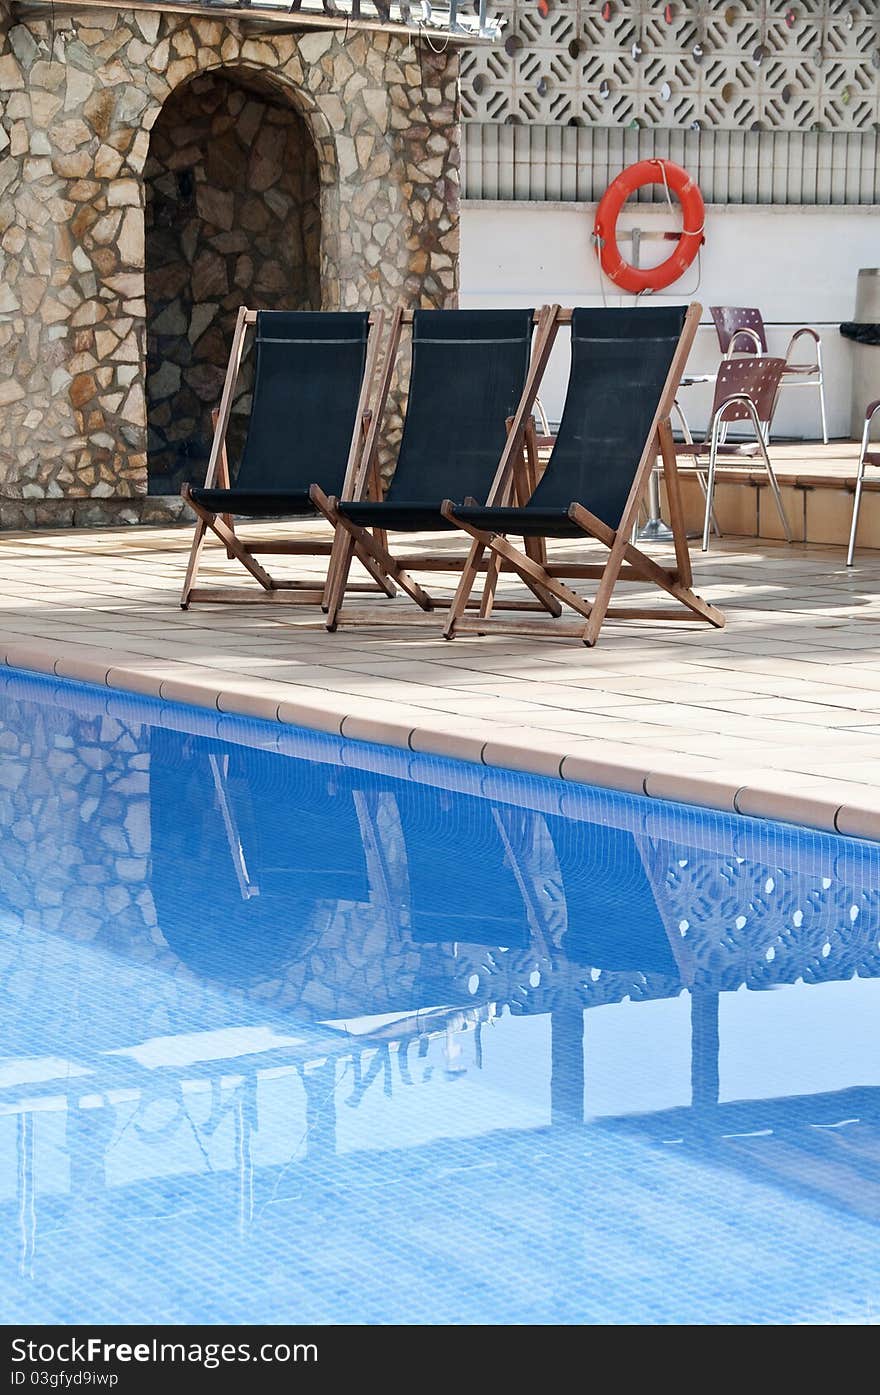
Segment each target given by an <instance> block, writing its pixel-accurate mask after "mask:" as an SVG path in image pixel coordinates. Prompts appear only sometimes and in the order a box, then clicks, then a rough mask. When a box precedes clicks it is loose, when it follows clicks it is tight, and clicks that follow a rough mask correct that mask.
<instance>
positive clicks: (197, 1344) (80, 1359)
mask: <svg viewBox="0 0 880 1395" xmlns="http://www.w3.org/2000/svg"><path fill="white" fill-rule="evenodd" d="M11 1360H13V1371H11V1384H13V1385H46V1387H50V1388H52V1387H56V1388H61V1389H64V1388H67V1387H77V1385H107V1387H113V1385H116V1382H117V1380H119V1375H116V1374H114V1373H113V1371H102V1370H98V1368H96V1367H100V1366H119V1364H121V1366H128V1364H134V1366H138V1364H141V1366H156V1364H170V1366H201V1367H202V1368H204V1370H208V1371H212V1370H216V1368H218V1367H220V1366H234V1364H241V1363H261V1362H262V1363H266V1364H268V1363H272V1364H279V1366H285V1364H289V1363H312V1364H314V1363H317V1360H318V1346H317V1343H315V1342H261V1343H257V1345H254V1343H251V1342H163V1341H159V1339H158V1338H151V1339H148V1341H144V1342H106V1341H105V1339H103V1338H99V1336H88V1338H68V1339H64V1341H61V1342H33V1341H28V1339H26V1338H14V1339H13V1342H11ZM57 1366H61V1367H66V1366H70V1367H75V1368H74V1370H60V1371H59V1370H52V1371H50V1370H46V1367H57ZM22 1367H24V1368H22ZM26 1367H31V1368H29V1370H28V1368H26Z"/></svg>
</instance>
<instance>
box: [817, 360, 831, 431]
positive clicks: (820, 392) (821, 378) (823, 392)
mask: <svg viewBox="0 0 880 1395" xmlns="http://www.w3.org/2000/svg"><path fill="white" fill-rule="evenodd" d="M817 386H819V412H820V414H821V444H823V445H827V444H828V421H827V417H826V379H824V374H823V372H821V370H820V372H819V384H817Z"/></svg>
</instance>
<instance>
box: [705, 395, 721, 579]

§ WHAT TO DO
Restate all entries exactly; pictures stay out.

§ WRITTEN ANSWER
Segment each target given by an <instance> block, writing its pixel-accurate mask after "mask:" as an SVG path in image pixel coordinates. Prompts appear only sometimes and in the order a box, then clicks, then a rough mask. When a box precedes clicks it is loose, when it follows clicks it is tight, and clicks that follow a rough mask correct that mask.
<instance>
positive clicks: (197, 1344) (80, 1359)
mask: <svg viewBox="0 0 880 1395" xmlns="http://www.w3.org/2000/svg"><path fill="white" fill-rule="evenodd" d="M11 1360H13V1371H11V1384H13V1385H46V1387H50V1388H52V1387H56V1388H61V1389H64V1388H67V1387H77V1385H107V1387H113V1385H116V1382H117V1380H119V1375H116V1374H114V1373H113V1371H102V1370H98V1368H96V1367H100V1366H119V1364H121V1366H128V1364H134V1366H138V1364H141V1366H156V1364H170V1366H201V1367H202V1368H204V1370H208V1371H212V1370H216V1368H218V1367H220V1366H234V1364H241V1363H261V1362H262V1363H266V1364H268V1363H272V1364H279V1366H285V1364H289V1363H312V1364H314V1363H317V1360H318V1346H317V1343H315V1342H261V1343H257V1345H254V1343H251V1342H163V1341H159V1339H158V1338H151V1339H148V1341H144V1342H106V1341H105V1339H103V1338H99V1336H88V1338H68V1339H64V1341H61V1342H33V1341H28V1339H26V1338H14V1339H13V1342H11ZM57 1366H61V1367H66V1366H70V1367H75V1368H74V1370H60V1371H59V1370H52V1371H50V1370H46V1367H57ZM22 1367H24V1368H22ZM26 1367H31V1368H29V1370H28V1368H26Z"/></svg>
</instance>
<instance>
box: [817, 360, 831, 431]
positive clicks: (820, 392) (821, 378) (823, 392)
mask: <svg viewBox="0 0 880 1395" xmlns="http://www.w3.org/2000/svg"><path fill="white" fill-rule="evenodd" d="M817 386H819V412H820V414H821V444H823V445H827V444H828V421H827V417H826V379H824V374H823V372H821V370H820V372H819V384H817Z"/></svg>
</instance>
<instance>
box: [705, 395, 721, 579]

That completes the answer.